= What to produce =
Copy each of the entries below word for word, leaving out the pictures.

══ Data for processing

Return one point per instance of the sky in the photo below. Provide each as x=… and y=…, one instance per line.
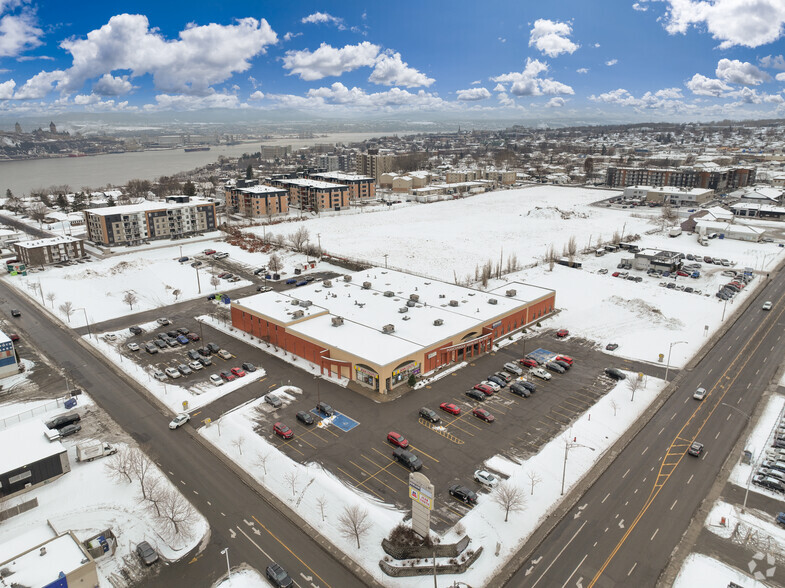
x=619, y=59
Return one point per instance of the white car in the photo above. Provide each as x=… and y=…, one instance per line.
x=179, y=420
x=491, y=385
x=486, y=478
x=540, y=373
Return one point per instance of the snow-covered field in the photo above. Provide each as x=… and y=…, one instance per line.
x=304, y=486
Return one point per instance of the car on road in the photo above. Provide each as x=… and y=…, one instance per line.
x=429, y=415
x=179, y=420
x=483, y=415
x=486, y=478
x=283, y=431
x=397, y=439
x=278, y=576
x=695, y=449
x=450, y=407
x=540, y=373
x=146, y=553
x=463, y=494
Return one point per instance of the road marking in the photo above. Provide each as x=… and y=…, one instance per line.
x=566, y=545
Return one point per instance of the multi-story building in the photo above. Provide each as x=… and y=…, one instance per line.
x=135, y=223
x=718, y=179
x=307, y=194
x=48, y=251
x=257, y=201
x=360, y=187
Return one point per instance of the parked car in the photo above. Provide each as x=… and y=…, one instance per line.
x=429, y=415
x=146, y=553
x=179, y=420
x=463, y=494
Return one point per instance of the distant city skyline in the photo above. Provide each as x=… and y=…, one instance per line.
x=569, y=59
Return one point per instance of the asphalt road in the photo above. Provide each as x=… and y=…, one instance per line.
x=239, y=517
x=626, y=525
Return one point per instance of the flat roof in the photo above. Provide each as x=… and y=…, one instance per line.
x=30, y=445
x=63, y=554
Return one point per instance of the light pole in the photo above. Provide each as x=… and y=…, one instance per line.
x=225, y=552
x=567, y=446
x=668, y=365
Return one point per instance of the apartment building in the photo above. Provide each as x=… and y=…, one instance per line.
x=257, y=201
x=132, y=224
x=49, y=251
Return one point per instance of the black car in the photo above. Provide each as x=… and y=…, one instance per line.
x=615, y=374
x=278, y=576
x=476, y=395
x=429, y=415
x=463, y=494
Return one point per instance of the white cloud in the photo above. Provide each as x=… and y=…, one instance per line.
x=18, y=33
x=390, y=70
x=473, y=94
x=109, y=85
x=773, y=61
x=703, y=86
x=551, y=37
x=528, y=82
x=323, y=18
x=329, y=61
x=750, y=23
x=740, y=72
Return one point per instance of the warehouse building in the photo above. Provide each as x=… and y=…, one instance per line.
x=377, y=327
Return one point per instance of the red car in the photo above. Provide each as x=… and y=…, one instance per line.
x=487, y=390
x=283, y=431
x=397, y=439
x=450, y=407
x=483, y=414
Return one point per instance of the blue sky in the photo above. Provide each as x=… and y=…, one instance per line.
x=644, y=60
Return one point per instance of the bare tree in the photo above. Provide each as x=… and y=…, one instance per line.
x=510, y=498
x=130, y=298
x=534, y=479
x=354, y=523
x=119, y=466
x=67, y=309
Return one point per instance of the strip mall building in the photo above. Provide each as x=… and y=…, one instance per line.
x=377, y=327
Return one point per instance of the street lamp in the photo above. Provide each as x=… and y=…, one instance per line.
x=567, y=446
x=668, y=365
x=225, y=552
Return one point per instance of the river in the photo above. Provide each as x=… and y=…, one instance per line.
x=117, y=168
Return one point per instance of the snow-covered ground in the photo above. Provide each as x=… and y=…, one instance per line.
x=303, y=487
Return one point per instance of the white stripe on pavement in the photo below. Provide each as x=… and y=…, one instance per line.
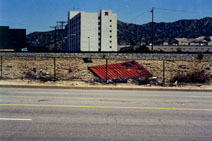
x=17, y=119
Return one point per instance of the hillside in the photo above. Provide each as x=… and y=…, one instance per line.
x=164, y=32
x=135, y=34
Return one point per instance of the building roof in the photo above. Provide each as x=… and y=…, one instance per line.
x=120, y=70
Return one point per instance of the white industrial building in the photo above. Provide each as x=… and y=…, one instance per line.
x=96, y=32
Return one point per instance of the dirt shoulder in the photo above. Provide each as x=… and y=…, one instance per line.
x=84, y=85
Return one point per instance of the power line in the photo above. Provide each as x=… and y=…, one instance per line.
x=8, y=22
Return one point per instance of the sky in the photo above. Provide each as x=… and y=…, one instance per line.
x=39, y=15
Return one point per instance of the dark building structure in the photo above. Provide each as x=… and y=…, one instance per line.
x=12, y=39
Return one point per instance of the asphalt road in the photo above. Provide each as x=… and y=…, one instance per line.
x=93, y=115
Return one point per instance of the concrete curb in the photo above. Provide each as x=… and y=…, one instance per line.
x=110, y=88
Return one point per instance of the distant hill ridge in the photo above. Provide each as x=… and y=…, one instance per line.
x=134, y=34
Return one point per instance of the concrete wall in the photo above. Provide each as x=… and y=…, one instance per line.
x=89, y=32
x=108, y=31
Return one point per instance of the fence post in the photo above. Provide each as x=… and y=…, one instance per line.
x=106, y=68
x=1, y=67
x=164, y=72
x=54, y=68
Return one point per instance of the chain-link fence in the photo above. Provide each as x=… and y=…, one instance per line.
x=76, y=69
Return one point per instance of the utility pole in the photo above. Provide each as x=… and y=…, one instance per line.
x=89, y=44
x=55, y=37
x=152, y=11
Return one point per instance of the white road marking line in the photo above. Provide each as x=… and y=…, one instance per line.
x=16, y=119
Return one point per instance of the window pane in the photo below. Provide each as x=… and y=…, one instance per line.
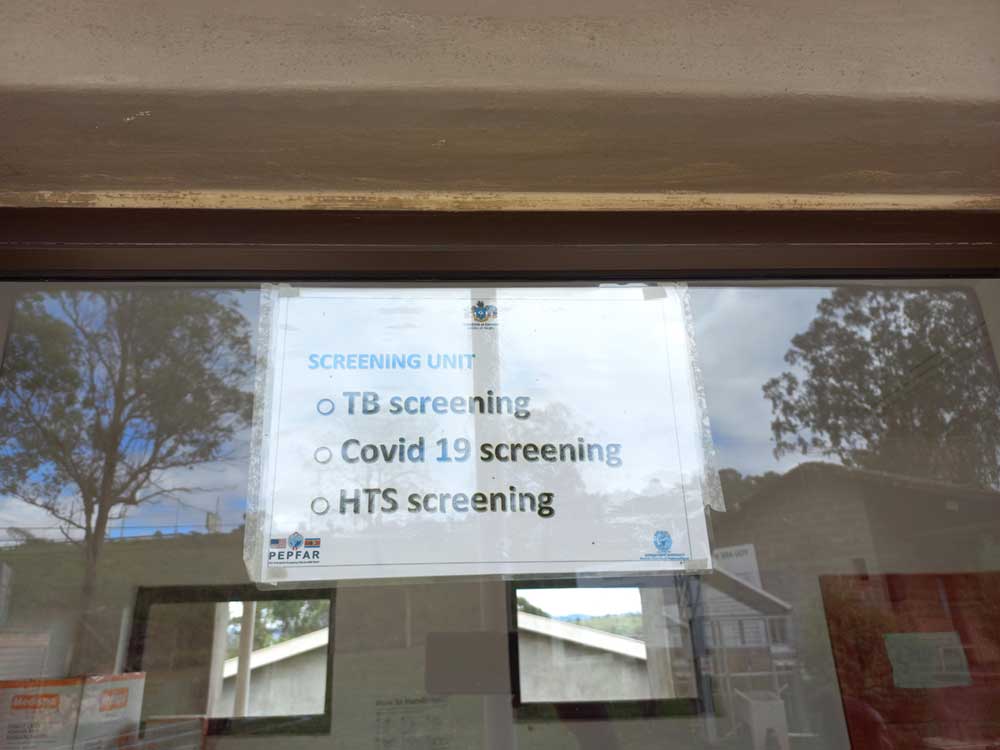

════

= Problem solution =
Return one point per instance of the sky in the photo below. Provide each as x=… and y=…, one instance per line.
x=619, y=59
Return one point per instance of the white car in the photo above. Provide each as x=… and y=…, one instance per line.
x=179, y=420
x=491, y=385
x=486, y=478
x=540, y=373
Return one point per instance of the snow-covered field in the photo above. Provide each as x=… and y=…, one instance per line.
x=304, y=486
Return one point per instance of the car on road in the photo above. Provide each as x=… and y=…, one instance per line.
x=429, y=415
x=179, y=420
x=483, y=415
x=486, y=478
x=283, y=431
x=397, y=439
x=278, y=576
x=695, y=449
x=450, y=407
x=540, y=373
x=146, y=553
x=463, y=494
Return one point per instance of the road marking in the photo above. Provide each as x=… and y=…, one instance per line.
x=566, y=545
Return one point per instance of the multi-story building in the photo above. Provide each as x=… and y=…, one instance per line.
x=135, y=223
x=718, y=179
x=307, y=194
x=48, y=251
x=257, y=201
x=360, y=187
Return one point per instance of the parked car in the photo above. Provide each as x=… and y=…, one instance per line.
x=429, y=415
x=146, y=553
x=179, y=420
x=463, y=494
Return one point per instance of the distant city skyline in the photo above. Provide each as x=… and y=…, one instance per line.
x=569, y=59
Return one point per instance of the asphalt road in the photo above. Provide each as x=… and y=…, one instance per line.
x=239, y=517
x=626, y=525
Return one point per instance of the flat roof in the photo above. Provide each as x=… and y=…, one instance per line.
x=30, y=445
x=63, y=554
Return one point per instance of the light pole in the photo above. Provide each as x=… and y=…, one instance per line.
x=225, y=552
x=567, y=446
x=668, y=365
Return one point per instance of the apartment building in the photo above. Provide each as x=… and y=…, one instance per line.
x=257, y=201
x=132, y=224
x=49, y=251
Return one point per instance of the black car in the photo above. Provide each as x=… and y=…, one instance per line.
x=615, y=374
x=278, y=576
x=476, y=395
x=429, y=415
x=463, y=494
Return one point per instance of the white cloud in the photo above. Provide each as x=… and y=…, one instance per line.
x=18, y=33
x=390, y=70
x=473, y=94
x=109, y=85
x=773, y=61
x=703, y=86
x=551, y=37
x=528, y=82
x=323, y=18
x=329, y=61
x=750, y=23
x=740, y=72
Return one point per instance of the warehouse building in the photo above. Provide each as x=… and y=…, one instance per line.
x=377, y=327
Return one point per instance of the red car in the photo above. Provide each as x=… and y=…, one instance per line.
x=487, y=390
x=283, y=431
x=397, y=439
x=450, y=407
x=483, y=414
Return one point per instance of the blue sky in the photo above. Provide each as x=… and y=…, one instance per line.
x=644, y=60
Return one point per instance of the bare tree in the photo above. Provide each as x=… and y=…, one instance per line.
x=510, y=498
x=130, y=298
x=534, y=479
x=354, y=523
x=119, y=466
x=67, y=309
Return one point per instance of the strip mall building in the photo above. Provide each as x=… and y=…, one instance per line.
x=377, y=327
Return one point per instance of the street lamp in the photo above. Provide each as x=… and y=…, one instance per line.
x=567, y=446
x=668, y=365
x=225, y=552
Return one point per instance of the river in the photo above. Provide each as x=… and y=…, one instance per line.
x=117, y=168
Return one point per instance of the snow-covered ground in the photo above. Provide each as x=… and y=…, one instance per line.
x=303, y=487
Return one point per instance of the white stripe on pavement in the photo below. Provide each as x=… and y=…, one instance per line.
x=17, y=119
Return one point per instance of the hillside in the photo above. Provide each as x=… and y=…, one instance per line.
x=164, y=32
x=135, y=34
Return one point per instance of the building roof in the photo above. Provide each as x=… and y=…, one instance per line.
x=120, y=70
Return one point per instance of the white industrial building in the photo above. Provide each as x=… and y=…, one instance per line.
x=96, y=32
Return one point per instance of the dirt shoulder in the photo above. Provide each as x=… and y=…, one instance per line.
x=84, y=85
Return one point per instance of the power line in the photo above. Provide each as x=… and y=…, one instance per line.
x=8, y=22
Return one point per instance of the sky in the photo above. Provide each as x=… and y=…, one instance per line.
x=39, y=15
Return one point per instance of the dark building structure in the photo above. Provide each as x=… and y=…, one instance per line.
x=12, y=39
Return one point per instance of the asphalt road in the photo above. Provide each as x=… and y=…, one instance per line.
x=93, y=115
Return one point per instance of the concrete curb in the photo above. Provide each as x=… and y=…, one instance per line.
x=110, y=88
Return one point per instance of the distant hill ridge in the photo above. Provide each as x=… and y=…, one instance per line.
x=134, y=34
Return one point per instance of the concrete wall in the photo above. Provide each as x=… and y=…, one instance per line.
x=89, y=32
x=108, y=31
Return one point per instance of the fence post in the photo above. Provide each as x=… and y=…, one instance per line.
x=106, y=68
x=1, y=67
x=164, y=72
x=54, y=68
Return one point per instance of the chain-link fence in the photo above. Provide each as x=… and y=…, one instance per line.
x=76, y=69
Return one point per instance of the utility pole in the photo above. Provide each as x=… and y=…, one instance per line.
x=89, y=44
x=55, y=37
x=152, y=11
Return one point per instance of the white road marking line in the photo above. Provide each as x=… and y=…, one instance per line.
x=16, y=119
Return one point per instance of the window pane in the photo below. Provide each as x=… and y=…, one instance per line.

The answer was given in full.